## [ASSIGNMENT 1]
Decide whether each statement agrees with the passage on open source and AI: (a) open source development slowed with the arrival of the web; (b) the Open Source Initiative is the steward of the Open Source Definition; (c) AI models are expected to see little use as dependencies. For each one, answer yes or no and quote the words from the passage that decide it.
## [ASSIGNMENT 2]
From the passage on open source and AI, list every participant named in the global, open collaboration it calls essential to managing AI risks.
## [ASSIGNMENT 3]
Write the next part of the passage on open source and AI, starting after its final sentence.

## [SELECTED EXTRACT]
......
AI itself presents new challenges to software correctness and supply chain security due to the relative opacity and complexity of AI models. We can expect an explosion of use of AI models as dependencies, raising novel questions for software supply chain security and provenance. To use AI responsibly we will have to import learnings from and investments made in securing the traditional software ecosystem—global, open collaboration among developers, security researchers, and all of society (each in turn assisted by AI tools) will be essential to manage AI risks and drive alignment with human progress.
Towards strong community stewardship for open source and AI
Developers may be at an inflection point similar to the advent of the web. Open source development accelerated with the web as libraries, code, and practices were more readily available, but also raised questions in FOSS communities about user autonomy and transparency as code switched from distribution to service. AI may constitute another shift in the economics of software, one which prompts free software and open source activists to expand their policy ambitions from protecting privately created regulatory carve-outs (copyright licenses) to include advocacy around public regulation.
Both as the steward of the Open Source Definition, and as a focal point for metadiscourse on open source, the Open Source Initiative is uniquely positioned to lead a conversation on how the future of AI can embody the spirit of open.
......
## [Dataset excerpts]

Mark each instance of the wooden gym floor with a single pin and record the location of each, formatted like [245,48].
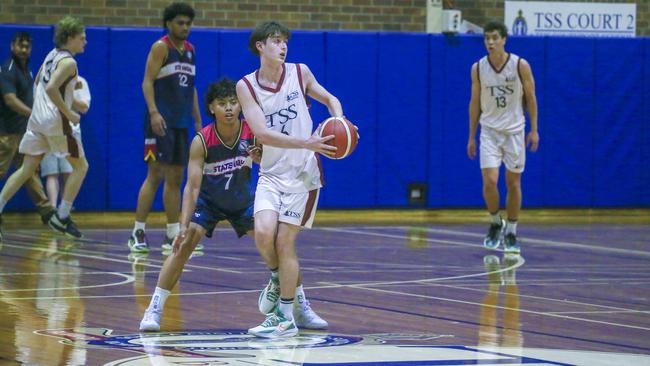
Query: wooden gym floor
[397,288]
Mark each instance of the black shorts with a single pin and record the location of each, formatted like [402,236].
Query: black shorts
[208,217]
[172,149]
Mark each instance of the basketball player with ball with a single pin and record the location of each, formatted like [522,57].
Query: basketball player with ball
[273,99]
......
## [ANSWER BOX 1]
(a) No: "Open source development accelerated with the web"
(b) Yes: "Both as the steward of the Open Source Definition"
(c) No: "We can expect an explosion of use of AI models as dependencies"

## [ANSWER BOX 2]
developers; security researchers; all of society

## [ANSWER BOX 3]
One fundamental question: what does it mean for an AI system to be open source? For example, can a pretrained model ever be its own preferred form for modification? Or, what is the minimum set of precursors that need to be under an open source license for the model to be open source? How should training sets that contain personal or other sensitive data be handled in the context of producing an open source model? These questions will inform and be informed by not only what existing and new open source communities do, but also public policy—for example, drafts of the EU AI Act invoke open source AI systems, even though there is no settled definition of what open source AI is.
Another set of fundamental questions concern how open source AI projects are governed and what role open source plays in AI governance: at what layers (e.g., technical, community norms, standards, legal, public policy), with what methods, and whether differing approaches can be complementary or by necessity limit collaboration or interoperability across projects.
Finally, questions about the macro impacts of AI, from labor to geopolitics, and the role that open source can play in shaping good macro outcomes, are essential. How, for example, might global open collaboration on AI reduce the risks of runaway military competition or technological surprise, while increasing the benefit of using AI to spur innovations that will help address global challenges such as climate change?
Open source collaboration has grown from the small scale of individual labs, to a global and largely informal community, to an ecosystem that also includes huge corporate investment and that powers much of society’s critical infrastructure. This scaling continues to accelerate as governments become key players in open source, and as AI massively expands the role that software will play in society. The latter—AI—is a good prompt for the open source community to ask challenging questions, many of which were already bubbling under the surface, resulting from the increased surface area and criticality of open source and software with all sectors of society, and all parts of the world.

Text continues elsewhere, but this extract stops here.